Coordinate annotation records
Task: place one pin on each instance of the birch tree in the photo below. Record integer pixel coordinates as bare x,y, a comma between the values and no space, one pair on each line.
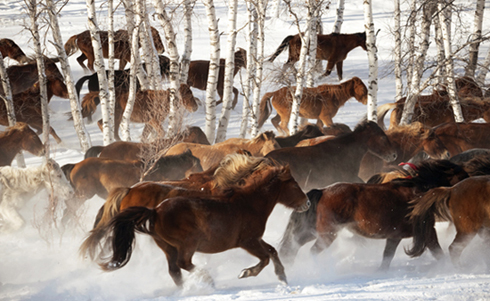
373,61
100,68
229,69
80,129
212,83
476,37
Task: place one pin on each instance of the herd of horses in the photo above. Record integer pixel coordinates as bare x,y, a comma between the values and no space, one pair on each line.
194,196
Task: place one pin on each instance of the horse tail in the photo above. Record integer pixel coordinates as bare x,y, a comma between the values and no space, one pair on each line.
123,227
71,45
301,228
265,108
284,45
432,203
94,151
382,110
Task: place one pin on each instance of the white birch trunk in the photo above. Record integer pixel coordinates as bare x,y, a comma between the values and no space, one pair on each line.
372,51
477,27
174,116
41,73
453,97
229,68
212,83
257,83
100,68
251,67
83,135
186,55
339,18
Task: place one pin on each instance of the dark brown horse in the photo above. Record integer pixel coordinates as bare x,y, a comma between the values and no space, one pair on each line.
183,225
212,154
371,210
27,105
199,70
466,205
8,48
335,160
17,138
408,141
122,47
321,103
130,151
332,47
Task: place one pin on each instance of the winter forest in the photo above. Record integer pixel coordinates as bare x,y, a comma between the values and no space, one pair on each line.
246,150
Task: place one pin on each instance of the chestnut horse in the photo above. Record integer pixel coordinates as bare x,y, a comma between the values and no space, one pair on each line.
199,70
335,160
130,151
122,47
332,47
16,138
183,225
408,141
371,210
466,205
8,48
27,105
321,103
212,154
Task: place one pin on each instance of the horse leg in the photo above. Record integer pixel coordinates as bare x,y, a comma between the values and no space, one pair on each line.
389,252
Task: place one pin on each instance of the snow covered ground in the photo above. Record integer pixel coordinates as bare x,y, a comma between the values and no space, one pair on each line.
48,267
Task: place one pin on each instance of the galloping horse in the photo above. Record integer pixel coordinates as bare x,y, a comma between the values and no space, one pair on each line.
335,160
466,205
321,103
212,154
199,70
371,210
16,138
331,47
122,47
13,51
27,105
408,141
183,225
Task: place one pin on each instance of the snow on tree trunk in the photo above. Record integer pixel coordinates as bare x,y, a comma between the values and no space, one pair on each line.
257,83
174,116
251,70
186,55
229,68
339,19
83,135
453,97
100,68
373,61
477,27
212,83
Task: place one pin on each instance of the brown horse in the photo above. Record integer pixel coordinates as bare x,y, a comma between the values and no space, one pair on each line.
466,204
371,210
27,105
183,225
130,151
408,141
199,70
321,103
212,154
335,160
17,138
332,47
122,47
8,48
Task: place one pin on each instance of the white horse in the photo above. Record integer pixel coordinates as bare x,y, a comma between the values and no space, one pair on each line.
18,185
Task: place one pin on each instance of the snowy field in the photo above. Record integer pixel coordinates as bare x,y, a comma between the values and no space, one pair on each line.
48,267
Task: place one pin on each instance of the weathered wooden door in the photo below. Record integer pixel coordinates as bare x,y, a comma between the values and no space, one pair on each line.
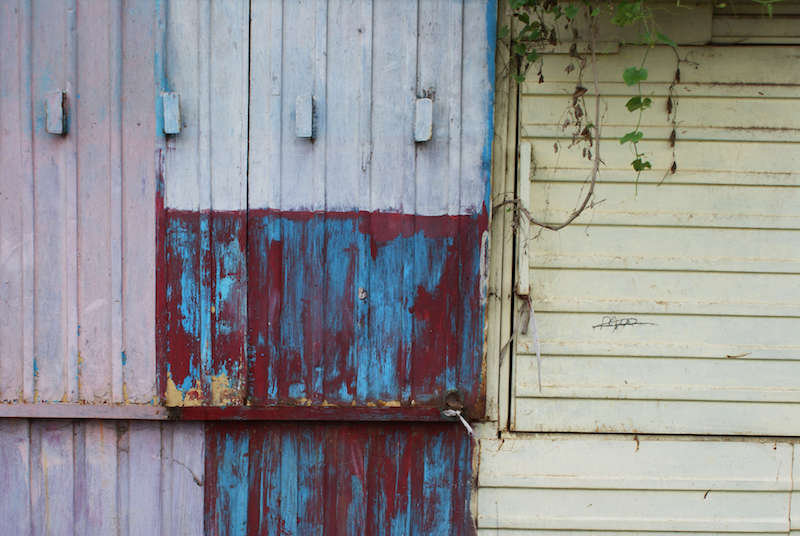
319,250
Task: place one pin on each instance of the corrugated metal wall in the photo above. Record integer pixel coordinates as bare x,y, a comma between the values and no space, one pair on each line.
77,211
550,484
101,477
673,305
669,307
92,264
134,477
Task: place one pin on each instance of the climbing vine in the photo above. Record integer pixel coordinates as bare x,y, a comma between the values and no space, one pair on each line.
542,26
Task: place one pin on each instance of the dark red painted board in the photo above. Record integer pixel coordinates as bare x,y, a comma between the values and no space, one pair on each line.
337,479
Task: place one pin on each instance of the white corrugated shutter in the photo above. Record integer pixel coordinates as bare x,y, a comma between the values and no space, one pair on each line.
671,306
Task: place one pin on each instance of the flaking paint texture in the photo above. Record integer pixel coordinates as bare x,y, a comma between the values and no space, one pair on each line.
337,478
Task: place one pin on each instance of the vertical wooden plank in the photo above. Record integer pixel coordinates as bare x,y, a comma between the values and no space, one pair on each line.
477,131
303,189
16,204
439,160
183,449
264,191
263,514
266,55
393,166
503,188
477,103
15,476
304,73
348,167
394,80
124,481
349,111
228,449
206,171
52,478
96,478
96,133
228,71
55,352
439,78
310,475
144,504
497,297
142,41
186,188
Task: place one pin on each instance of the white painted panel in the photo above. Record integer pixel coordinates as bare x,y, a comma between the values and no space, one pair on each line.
266,98
349,101
656,416
678,292
394,81
142,36
363,156
667,308
656,378
695,160
53,54
99,181
691,249
76,266
207,54
302,177
551,484
52,462
707,65
439,77
477,102
14,474
143,489
16,206
666,335
182,470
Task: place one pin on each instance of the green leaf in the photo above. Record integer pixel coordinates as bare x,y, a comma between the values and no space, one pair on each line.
634,75
634,103
633,137
666,40
628,12
571,11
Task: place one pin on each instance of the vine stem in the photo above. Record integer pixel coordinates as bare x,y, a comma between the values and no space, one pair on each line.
595,162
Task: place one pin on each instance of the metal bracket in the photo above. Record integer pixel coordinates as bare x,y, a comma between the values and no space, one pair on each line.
55,115
304,116
171,103
423,120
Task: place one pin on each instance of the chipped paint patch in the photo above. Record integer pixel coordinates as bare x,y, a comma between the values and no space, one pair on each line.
346,308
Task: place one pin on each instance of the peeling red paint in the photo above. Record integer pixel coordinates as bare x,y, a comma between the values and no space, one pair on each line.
337,478
341,308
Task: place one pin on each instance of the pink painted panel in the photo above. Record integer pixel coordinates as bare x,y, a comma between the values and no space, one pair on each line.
101,477
77,210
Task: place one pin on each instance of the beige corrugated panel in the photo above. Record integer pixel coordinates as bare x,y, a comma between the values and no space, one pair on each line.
746,21
699,273
558,485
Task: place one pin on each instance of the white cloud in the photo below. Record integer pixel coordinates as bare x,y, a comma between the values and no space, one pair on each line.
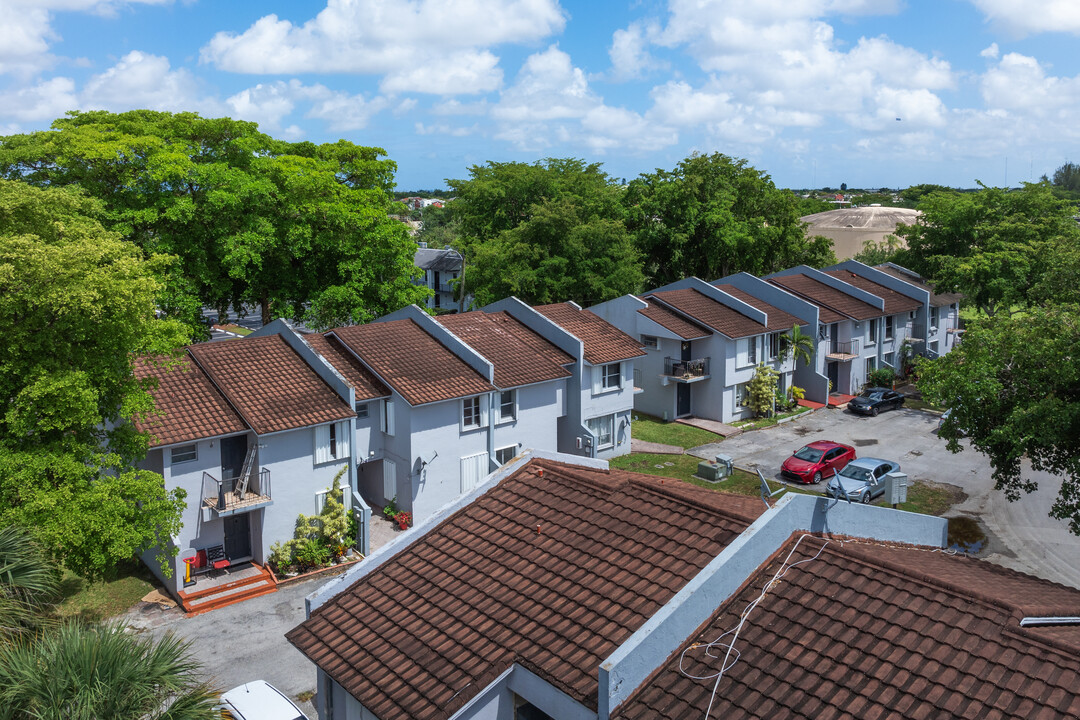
551,102
142,80
420,45
1031,16
629,52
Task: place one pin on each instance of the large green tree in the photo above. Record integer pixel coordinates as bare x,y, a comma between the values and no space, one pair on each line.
297,229
1013,385
545,232
996,246
77,303
714,215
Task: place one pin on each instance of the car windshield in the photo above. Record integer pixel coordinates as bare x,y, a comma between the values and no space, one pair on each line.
854,472
809,453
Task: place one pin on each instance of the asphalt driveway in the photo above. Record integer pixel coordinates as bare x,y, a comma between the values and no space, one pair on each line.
1024,537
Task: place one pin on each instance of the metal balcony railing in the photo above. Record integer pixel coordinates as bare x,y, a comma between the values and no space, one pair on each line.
680,369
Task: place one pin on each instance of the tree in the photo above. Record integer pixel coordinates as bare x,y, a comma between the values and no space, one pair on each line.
28,582
103,673
297,229
545,232
995,246
77,303
713,216
1013,386
798,343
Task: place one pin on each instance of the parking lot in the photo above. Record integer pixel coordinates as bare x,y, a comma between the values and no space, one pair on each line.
1022,535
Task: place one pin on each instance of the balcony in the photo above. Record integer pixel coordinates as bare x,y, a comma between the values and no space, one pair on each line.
229,497
844,351
679,370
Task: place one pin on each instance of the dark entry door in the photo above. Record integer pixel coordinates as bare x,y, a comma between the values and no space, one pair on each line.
233,450
682,399
238,535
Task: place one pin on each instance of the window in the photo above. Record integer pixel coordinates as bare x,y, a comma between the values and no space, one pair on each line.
611,377
470,412
742,395
332,442
185,453
603,430
508,405
502,456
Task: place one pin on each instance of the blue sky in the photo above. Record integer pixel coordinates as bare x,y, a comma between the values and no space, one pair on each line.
808,91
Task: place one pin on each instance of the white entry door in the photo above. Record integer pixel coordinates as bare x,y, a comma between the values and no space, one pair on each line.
473,470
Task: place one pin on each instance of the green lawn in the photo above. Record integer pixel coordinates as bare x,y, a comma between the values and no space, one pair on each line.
652,430
96,601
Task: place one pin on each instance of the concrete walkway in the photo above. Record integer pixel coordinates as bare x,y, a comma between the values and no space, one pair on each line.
655,448
711,425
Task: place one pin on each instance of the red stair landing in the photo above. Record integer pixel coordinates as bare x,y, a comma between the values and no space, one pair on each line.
239,584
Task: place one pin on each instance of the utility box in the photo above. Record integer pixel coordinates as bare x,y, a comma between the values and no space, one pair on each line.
895,488
716,471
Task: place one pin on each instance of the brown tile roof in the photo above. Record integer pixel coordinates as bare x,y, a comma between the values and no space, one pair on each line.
190,406
269,383
604,342
841,304
936,299
712,313
873,632
520,355
778,318
894,302
422,634
367,386
412,362
673,322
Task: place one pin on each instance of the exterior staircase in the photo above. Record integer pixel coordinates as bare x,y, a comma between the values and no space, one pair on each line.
244,583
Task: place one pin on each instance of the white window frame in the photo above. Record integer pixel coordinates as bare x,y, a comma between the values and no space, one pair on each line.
332,442
741,395
596,426
475,408
183,451
501,409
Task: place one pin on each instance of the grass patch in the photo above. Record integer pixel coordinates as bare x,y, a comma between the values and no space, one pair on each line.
652,430
757,423
683,467
81,599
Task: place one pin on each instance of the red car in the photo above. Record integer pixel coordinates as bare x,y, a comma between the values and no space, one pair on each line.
818,460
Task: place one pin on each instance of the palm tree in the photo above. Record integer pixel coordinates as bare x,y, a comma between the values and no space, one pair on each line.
89,673
797,342
28,582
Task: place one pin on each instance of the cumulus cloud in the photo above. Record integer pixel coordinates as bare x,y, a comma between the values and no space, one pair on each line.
551,102
1031,16
435,46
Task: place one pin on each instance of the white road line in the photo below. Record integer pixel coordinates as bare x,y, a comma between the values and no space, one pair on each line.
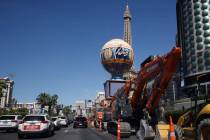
66,131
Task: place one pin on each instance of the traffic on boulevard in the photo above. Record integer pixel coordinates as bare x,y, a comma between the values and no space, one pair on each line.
65,75
63,132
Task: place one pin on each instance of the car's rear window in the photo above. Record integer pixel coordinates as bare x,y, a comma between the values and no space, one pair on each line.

» Task directions
Using the listing above, copy exactly the lines from the one that contains "Task: place one pin on each instance of the white road" through its last line, both included, but not the pictures.

» Written solution
Task: place one pin on each instance of the white road line in the photo below. Record integer pixel coordinates as bare x,y, a comma between the values and no space, one pair on each line.
66,131
Task: place one pin on each instance of the traffic on boulevard in the photo above. Record integer pixel coordinates as bare x,y, a comma between the values and no space, one pair on each line.
65,75
63,132
Task: place one pin on each instance of the car's rear window in the photo above. Record integer pixel coordinates as bare x,y, a comma between the values and no space, one pair on each line.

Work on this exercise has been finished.